▸ **Document**:
# Tautological quotient bundle of ruled surface

I am reading the book Complex algebraic surfaces by Beauville, the chapter on Ruled surfaces. I have some doubts.

Let $C$ be a smooth curve. $E$ be a rank 2 vector bundle on $C$. Let $X=\mathbb{P}(E)$ the ruled surface associated to $E$. $p:X\rightarrow C$ is the projection morphism.

We have the canonical short exact sequence on $X$, $0\rightarrow N\rightarrow p^*E\rightarrow O_X(1)\rightarrow 0$.

Here $N$ is the line bundle whose fiber over a point associated to a one dimensional subspace of the corresponding fiber of $E$ is the subspace itself. $O_X(1)$ is the quotient.

1) why is $O_X(1)$ a line bundle.

2) Also it says if $F$ is the class of a fiber of $p$ in $Pic\,X$ then $F.O_X(1)=1$. Why is this so?

3) What are the sections of $O_X(1)$? That is there a divisor $D$ on $X$ such that $O_X(1)=O_X(D)$? Is this like bundle ample? Or nef, big?

▸ **Stored records**:
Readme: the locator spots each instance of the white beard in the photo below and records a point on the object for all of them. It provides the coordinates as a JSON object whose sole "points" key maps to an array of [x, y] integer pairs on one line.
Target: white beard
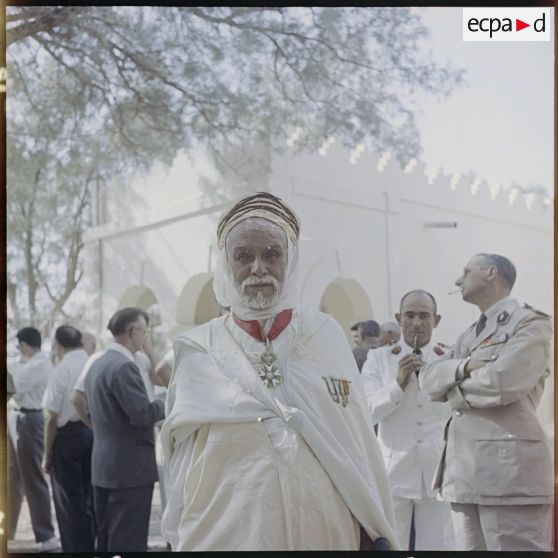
{"points": [[258, 301]]}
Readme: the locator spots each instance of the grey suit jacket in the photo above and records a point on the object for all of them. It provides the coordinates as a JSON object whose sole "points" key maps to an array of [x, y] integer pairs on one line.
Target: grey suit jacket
{"points": [[495, 449], [122, 417]]}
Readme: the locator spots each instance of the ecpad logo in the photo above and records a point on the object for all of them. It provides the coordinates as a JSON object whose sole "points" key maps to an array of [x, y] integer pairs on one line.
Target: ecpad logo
{"points": [[507, 24]]}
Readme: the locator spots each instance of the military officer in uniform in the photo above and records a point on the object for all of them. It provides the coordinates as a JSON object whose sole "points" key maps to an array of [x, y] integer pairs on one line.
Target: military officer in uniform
{"points": [[411, 427], [496, 467]]}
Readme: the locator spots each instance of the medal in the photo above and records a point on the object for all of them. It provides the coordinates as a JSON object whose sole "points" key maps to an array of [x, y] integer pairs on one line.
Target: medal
{"points": [[269, 373]]}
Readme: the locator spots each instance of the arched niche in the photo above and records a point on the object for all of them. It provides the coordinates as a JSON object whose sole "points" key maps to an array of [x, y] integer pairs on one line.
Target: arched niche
{"points": [[347, 302], [138, 296], [196, 303]]}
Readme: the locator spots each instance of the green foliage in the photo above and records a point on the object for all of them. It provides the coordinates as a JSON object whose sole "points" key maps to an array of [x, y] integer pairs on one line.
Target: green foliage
{"points": [[98, 91]]}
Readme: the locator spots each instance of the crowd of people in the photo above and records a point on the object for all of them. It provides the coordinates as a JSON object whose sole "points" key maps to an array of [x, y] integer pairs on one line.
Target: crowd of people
{"points": [[275, 436]]}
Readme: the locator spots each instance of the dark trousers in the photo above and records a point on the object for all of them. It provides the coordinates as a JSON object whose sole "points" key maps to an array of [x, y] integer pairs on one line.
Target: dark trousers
{"points": [[122, 518], [29, 452], [71, 487], [14, 488]]}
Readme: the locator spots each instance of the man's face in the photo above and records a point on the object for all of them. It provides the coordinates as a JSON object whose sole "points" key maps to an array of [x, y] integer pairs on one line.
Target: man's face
{"points": [[137, 331], [88, 343], [25, 350], [388, 336], [473, 280], [417, 319], [257, 253]]}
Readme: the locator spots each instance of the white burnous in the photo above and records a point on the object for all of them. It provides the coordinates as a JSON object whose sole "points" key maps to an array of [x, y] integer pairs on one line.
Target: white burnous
{"points": [[259, 455]]}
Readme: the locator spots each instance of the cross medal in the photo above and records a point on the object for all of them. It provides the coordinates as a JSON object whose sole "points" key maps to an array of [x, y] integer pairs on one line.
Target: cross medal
{"points": [[269, 373]]}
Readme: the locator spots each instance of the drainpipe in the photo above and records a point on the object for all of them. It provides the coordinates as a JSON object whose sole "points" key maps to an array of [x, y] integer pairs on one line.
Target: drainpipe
{"points": [[388, 252]]}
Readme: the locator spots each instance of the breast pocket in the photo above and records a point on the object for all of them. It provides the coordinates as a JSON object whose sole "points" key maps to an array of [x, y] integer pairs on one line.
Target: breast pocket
{"points": [[488, 353], [513, 467]]}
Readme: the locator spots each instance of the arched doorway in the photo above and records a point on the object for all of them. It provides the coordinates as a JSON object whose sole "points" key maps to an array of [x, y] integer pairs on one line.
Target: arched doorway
{"points": [[138, 296], [347, 302]]}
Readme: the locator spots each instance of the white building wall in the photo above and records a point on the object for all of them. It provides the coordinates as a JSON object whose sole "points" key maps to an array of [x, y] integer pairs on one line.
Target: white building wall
{"points": [[365, 221]]}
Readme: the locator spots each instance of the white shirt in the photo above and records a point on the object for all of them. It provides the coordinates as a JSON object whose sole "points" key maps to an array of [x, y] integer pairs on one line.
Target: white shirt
{"points": [[411, 427], [61, 386], [31, 380]]}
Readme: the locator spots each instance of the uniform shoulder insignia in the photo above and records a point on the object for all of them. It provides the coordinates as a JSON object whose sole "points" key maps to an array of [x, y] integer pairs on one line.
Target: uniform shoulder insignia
{"points": [[503, 317], [540, 312]]}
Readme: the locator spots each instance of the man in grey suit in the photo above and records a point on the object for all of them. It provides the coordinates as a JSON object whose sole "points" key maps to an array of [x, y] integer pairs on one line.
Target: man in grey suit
{"points": [[124, 469], [496, 467]]}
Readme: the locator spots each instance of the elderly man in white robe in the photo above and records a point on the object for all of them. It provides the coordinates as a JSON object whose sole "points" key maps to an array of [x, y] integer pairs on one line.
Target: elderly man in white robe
{"points": [[268, 440]]}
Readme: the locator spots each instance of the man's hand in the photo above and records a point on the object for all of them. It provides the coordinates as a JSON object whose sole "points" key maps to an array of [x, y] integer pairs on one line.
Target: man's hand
{"points": [[47, 464], [471, 365], [407, 365], [147, 345]]}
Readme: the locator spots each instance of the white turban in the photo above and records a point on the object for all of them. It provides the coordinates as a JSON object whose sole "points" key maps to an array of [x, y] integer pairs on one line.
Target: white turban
{"points": [[270, 211]]}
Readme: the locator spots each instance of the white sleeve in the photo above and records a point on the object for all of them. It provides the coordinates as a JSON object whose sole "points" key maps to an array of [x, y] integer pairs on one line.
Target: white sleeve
{"points": [[56, 388], [382, 398], [175, 477]]}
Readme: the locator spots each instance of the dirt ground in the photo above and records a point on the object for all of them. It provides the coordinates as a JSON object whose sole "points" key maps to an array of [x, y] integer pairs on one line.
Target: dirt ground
{"points": [[24, 540]]}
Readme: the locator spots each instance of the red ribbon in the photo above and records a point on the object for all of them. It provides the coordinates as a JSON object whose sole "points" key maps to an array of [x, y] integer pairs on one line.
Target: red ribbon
{"points": [[252, 327]]}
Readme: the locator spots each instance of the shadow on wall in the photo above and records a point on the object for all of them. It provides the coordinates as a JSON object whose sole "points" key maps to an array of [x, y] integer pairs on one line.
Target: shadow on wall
{"points": [[347, 302]]}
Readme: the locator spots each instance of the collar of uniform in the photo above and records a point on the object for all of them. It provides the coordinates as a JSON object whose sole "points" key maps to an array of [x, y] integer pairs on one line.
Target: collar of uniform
{"points": [[407, 349], [118, 347], [369, 343], [497, 307]]}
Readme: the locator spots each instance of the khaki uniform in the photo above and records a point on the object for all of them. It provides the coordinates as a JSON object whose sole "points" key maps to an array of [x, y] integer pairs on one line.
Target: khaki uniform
{"points": [[495, 453]]}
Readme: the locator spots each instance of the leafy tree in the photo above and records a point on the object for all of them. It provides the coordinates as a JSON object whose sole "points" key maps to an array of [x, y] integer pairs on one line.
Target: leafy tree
{"points": [[99, 91]]}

▸ **Set task 1**:
In the ruled surface post, which chapter of which book is the writer reading?
▸ **Set task 2**:
Reproduce the stretch of the ruled surface post from "I am reading" through "p^*E\rightarrow O_X(1)\rightarrow 0$.".
Answer using only the ruled surface post.

▸ **Problem solution 1**:
The chapter on ruled surfaces in Beauville's book Complex algebraic surfaces.

▸ **Problem solution 2**:
I am reading the book Complex algebraic surfaces by Beauville, the chapter on Ruled surfaces. I have some doubts.

Let $C$ be a smooth curve. $E$ be a rank 2 vector bundle on $C$. Let $X=\mathbb{P}(E)$ the ruled surface associated to $E$. $p:X\rightarrow C$ is the projection morphism.

We have the canonical short exact sequence on $X$, $0\rightarrow N\rightarrow p^*E\rightarrow O_X(1)\rightarrow 0$.